* [Passage extrait]
Un témoignage poignant face à un faux argument
Un témoignage recueilli récemment illustre les failles de cette logique. Une personne atteinte de sclérose en plaques (SEP), rongée par la maladie, a exprimé son désir d’aide à mourir, en partie faute d’accès à un médicament expérimental prometteur, encore en évaluation pour ralentir la progression de la SEP, mais non commercialisé en France. Certains opposants s’appuient sur cet exemple pour arguer qu’il faut attendre « des traitements en expérimentation qui pourraient bientôt être disponibles », rendant la loi inutile. Cet argument est un faux prétexte : les délais d’approbation – parfois des années, comme le note le ASCO Post – et les barrières bureaucratiques rendent cet espoir illusoire. Cette attente prolonge la souffrance, tandis que le non-dit religieux et le privilège de juge nient à cette personne le droit de diriger son image en cas de déchéance, malgré ses volontés anticipées ou immédiates.

* [Matériel fourni]
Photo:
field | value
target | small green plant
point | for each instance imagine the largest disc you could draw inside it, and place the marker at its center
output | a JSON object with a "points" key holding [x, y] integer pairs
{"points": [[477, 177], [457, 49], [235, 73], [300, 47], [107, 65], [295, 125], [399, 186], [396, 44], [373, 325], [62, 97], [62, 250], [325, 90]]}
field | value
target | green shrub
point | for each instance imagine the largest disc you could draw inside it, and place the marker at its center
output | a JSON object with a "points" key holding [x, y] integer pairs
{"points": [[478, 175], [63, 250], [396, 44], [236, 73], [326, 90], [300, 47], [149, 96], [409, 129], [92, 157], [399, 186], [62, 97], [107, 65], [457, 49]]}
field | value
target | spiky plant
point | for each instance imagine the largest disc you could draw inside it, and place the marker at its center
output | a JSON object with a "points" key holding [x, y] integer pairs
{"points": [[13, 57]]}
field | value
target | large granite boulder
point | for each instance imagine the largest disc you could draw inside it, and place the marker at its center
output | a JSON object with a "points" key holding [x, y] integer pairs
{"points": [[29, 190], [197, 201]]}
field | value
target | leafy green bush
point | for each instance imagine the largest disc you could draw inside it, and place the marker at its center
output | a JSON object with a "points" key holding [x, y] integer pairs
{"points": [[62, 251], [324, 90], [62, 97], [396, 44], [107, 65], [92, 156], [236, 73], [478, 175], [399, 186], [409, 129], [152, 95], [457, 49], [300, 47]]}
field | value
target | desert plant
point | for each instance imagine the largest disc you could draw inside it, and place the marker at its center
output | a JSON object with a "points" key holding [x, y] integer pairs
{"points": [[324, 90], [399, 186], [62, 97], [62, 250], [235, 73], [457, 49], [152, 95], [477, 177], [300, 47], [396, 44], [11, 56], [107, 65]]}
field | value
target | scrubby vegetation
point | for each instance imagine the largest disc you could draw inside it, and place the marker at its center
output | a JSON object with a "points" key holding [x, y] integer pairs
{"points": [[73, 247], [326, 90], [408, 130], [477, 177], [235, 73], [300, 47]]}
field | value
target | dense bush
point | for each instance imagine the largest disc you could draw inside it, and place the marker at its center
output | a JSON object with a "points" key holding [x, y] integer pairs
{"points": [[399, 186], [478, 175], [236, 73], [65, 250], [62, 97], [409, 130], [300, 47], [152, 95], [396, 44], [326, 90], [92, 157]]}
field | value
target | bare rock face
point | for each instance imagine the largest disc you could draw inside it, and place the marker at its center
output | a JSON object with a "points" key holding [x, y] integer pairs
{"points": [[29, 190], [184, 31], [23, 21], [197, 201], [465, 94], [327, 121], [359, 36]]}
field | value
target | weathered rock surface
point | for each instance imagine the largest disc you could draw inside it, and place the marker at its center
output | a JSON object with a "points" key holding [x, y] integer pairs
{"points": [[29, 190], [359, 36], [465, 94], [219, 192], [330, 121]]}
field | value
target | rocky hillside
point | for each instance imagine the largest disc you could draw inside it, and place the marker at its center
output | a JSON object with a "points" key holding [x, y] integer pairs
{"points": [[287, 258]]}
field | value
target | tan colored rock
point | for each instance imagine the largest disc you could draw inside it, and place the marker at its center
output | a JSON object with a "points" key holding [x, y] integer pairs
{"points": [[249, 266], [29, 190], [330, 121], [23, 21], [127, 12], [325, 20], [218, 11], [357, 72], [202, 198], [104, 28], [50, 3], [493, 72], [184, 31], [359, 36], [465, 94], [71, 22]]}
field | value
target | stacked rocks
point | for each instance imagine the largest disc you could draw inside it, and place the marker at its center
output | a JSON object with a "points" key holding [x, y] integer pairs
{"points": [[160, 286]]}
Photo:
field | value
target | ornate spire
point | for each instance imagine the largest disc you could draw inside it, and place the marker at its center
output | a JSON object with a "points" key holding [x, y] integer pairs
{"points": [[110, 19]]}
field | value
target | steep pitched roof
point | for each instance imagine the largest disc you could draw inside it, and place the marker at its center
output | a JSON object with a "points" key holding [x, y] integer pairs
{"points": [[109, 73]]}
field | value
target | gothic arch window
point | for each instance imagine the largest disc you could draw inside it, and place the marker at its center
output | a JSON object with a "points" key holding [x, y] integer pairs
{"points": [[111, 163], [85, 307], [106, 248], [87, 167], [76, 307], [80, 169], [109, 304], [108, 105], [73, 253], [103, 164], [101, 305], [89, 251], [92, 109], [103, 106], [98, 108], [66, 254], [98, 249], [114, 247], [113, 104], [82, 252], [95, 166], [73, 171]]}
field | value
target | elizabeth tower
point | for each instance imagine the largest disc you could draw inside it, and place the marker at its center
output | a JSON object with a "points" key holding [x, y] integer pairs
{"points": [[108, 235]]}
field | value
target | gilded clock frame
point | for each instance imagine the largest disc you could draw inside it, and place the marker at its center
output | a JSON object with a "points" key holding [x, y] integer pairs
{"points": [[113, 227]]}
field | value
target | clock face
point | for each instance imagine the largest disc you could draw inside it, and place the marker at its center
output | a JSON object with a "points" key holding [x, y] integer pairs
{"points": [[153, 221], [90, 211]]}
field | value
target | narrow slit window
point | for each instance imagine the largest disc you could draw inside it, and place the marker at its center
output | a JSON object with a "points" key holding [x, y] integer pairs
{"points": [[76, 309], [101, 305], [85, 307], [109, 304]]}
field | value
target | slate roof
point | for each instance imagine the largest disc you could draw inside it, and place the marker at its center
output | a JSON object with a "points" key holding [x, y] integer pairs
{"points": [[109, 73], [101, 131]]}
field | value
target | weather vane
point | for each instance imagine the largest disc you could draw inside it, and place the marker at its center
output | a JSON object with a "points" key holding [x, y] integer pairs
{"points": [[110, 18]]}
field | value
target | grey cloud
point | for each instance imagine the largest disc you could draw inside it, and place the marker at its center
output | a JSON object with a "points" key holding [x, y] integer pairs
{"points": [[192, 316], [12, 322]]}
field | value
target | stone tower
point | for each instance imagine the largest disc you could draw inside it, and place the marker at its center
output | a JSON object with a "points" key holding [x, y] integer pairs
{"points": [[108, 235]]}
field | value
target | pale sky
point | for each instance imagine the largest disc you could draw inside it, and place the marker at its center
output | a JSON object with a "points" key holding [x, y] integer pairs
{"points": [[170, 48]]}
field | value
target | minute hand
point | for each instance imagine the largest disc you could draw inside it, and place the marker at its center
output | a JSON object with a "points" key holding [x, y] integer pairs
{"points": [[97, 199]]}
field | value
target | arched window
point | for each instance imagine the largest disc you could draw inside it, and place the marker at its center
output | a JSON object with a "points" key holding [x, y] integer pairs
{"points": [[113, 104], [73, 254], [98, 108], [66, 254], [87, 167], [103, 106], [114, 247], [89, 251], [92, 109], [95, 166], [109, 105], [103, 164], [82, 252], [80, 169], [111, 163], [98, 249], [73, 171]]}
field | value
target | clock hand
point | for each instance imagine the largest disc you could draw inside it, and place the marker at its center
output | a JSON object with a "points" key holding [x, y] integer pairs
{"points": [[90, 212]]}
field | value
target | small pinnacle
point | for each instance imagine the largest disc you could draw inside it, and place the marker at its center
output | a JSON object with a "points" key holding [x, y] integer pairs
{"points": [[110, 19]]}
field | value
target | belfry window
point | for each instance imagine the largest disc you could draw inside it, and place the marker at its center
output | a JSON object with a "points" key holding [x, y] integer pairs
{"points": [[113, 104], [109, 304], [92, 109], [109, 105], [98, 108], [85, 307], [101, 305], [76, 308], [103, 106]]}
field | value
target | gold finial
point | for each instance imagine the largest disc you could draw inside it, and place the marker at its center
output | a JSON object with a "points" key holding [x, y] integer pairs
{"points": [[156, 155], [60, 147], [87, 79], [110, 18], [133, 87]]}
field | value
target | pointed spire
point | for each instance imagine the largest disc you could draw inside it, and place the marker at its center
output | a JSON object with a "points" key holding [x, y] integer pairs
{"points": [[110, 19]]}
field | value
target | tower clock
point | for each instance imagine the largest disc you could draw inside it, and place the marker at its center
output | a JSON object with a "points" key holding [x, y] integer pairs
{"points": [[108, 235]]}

* [Tâche à réaliser] Dans le passage extrait, quelle publication est citée au sujet des délais d'approbation des traitements ?

* [Tâche accomplie] Le ASCO Post, qui note que ces délais durent parfois des années.